→ **PASSAGE TO READ**:
= = = = = = =

Discharge, Defeasance and Covenant Defeasance

We may choose to either discharge our obligations on the debt securities of any series in a legal defeasance, or to release ourselves from our covenant restrictions on the debt securities of any series in a covenant defeasance.  We may do so at any time after we deposit with the trustee sufficient cash or government securities to pay the principal, interest, any premium and any other sums due to the stated maturity date or a redemption date of the debt securities of the series. If we choose the legal defeasance option, the holders of the debt securities of the series will not be entitled to the benefits of the indenture except for registration of transfer and exchange of debt securities, replacement of lost, stolen, destroyed or mutilated debt securities, conversion or exchange of debt securities, sinking fund payments and receipt of principal and interest on the original stated due dates or specified redemption dates.

We may discharge our obligations under the indenture or release ourselves from covenant restrictions only if, in addition to making the deposit with the trustee, we meet some specific requirements. Among other things:

·                                          we must deliver an opinion of our legal counsel that the discharge will not result in holders having to recognize taxable income or loss or subject them to different tax treatment. In the case of legal defeasance, this opinion must be based on either an IRS letter ruling or change in federal tax law;

·                                          we may not have a default on the debt securities discharged on the date of deposit;

·                                          the discharge may not violate any of our agreements; and

·                                          the discharge may not result in our becoming an investment company in violation of the Investment Company Act of 1940.

= = = = = = =

→ **RECORD EXTRACTS**:
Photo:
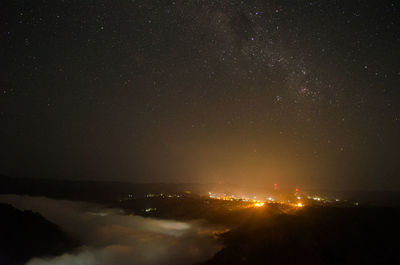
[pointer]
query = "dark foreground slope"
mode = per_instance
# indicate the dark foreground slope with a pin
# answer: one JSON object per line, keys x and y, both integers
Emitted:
{"x": 25, "y": 234}
{"x": 315, "y": 236}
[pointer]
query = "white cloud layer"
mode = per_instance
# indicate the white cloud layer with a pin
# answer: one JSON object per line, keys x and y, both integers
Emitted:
{"x": 110, "y": 237}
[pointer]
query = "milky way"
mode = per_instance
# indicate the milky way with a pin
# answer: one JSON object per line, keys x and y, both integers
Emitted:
{"x": 252, "y": 92}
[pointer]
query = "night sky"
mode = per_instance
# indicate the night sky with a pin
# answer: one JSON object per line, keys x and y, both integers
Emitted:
{"x": 300, "y": 93}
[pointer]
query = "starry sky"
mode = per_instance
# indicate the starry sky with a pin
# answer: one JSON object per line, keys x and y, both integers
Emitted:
{"x": 300, "y": 93}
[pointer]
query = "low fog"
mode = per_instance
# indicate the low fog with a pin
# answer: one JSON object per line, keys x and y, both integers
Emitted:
{"x": 110, "y": 237}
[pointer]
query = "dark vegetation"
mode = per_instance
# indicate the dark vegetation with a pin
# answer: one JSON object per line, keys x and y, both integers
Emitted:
{"x": 25, "y": 234}
{"x": 275, "y": 234}
{"x": 315, "y": 236}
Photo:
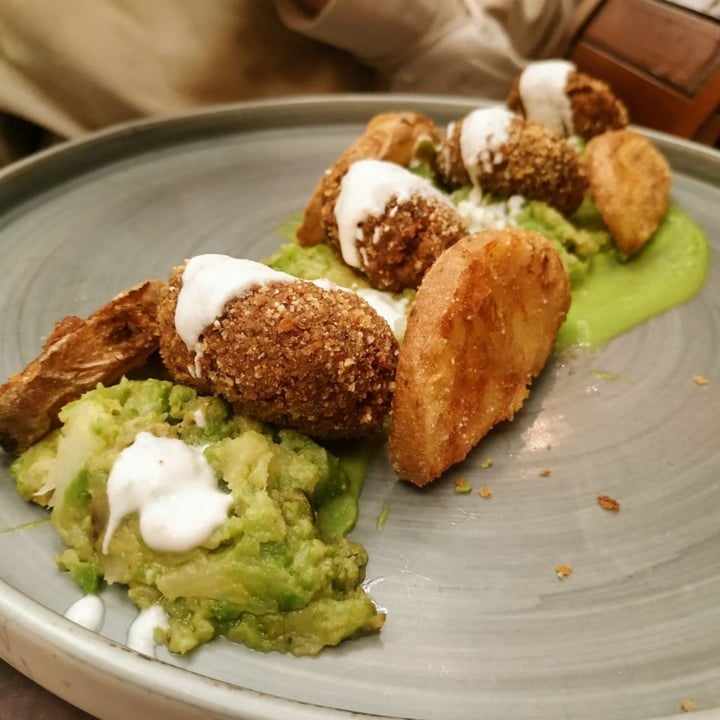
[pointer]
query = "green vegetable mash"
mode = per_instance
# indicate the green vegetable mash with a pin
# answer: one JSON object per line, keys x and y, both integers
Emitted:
{"x": 276, "y": 574}
{"x": 610, "y": 294}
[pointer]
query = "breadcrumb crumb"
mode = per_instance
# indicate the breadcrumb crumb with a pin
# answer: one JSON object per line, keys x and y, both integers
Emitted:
{"x": 608, "y": 503}
{"x": 382, "y": 516}
{"x": 462, "y": 486}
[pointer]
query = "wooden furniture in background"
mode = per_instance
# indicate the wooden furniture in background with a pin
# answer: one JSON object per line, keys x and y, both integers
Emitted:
{"x": 661, "y": 59}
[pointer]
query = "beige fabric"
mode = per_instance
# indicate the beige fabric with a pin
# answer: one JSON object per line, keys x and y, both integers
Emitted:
{"x": 71, "y": 66}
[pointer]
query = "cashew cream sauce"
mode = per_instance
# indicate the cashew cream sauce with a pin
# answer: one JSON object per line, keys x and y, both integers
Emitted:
{"x": 142, "y": 629}
{"x": 542, "y": 91}
{"x": 365, "y": 191}
{"x": 209, "y": 282}
{"x": 172, "y": 488}
{"x": 482, "y": 135}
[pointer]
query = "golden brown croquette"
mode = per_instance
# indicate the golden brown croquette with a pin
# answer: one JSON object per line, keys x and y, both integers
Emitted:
{"x": 318, "y": 360}
{"x": 397, "y": 247}
{"x": 595, "y": 108}
{"x": 533, "y": 162}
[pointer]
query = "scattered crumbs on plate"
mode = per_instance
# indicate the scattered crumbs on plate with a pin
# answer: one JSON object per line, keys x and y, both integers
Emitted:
{"x": 608, "y": 503}
{"x": 605, "y": 375}
{"x": 462, "y": 486}
{"x": 382, "y": 516}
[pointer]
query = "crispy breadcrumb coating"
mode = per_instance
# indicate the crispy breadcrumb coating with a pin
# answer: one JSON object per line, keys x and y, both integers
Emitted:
{"x": 398, "y": 137}
{"x": 397, "y": 247}
{"x": 534, "y": 162}
{"x": 595, "y": 108}
{"x": 318, "y": 360}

= = = = = = =

Transcribe the full passage on discharge and defeasance of debt securities word for word. Nothing in the listing is needed here.

Discharge, Defeasance and Covenant Defeasance

We may choose to either discharge our obligations on the debt securities of any series in a legal defeasance, or to release ourselves from our covenant restrictions on the debt securities of any series in a covenant defeasance.  We may do so at any time after we deposit with the trustee sufficient cash or government securities to pay the principal, interest, any premium and any other sums due to the stated maturity date or a redemption date of the debt securities of the series. If we choose the legal defeasance option, the holders of the debt securities of the series will not be entitled to the benefits of the indenture except for registration of transfer and exchange of debt securities, replacement of lost, stolen, destroyed or mutilated debt securities, conversion or exchange of debt securities, sinking fund payments and receipt of principal and interest on the original stated due dates or specified redemption dates.

We may discharge our obligations under the indenture or release ourselves from covenant restrictions only if, in addition to making the deposit with the trustee, we meet some specific requirements. Among other things:

·                                          we must deliver an opinion of our legal counsel that the discharge will not result in holders having to recognize taxable income or loss or subject them to different tax treatment. In the case of legal defeasance, this opinion must be based on either an IRS letter ruling or change in federal tax law;

·                                          we may not have a default on the debt securities discharged on the date of deposit;

·                                          the discharge may not violate any of our agreements; and

·                                          the discharge may not result in our becoming an investment company in violation of the Investment Company Act of 1940.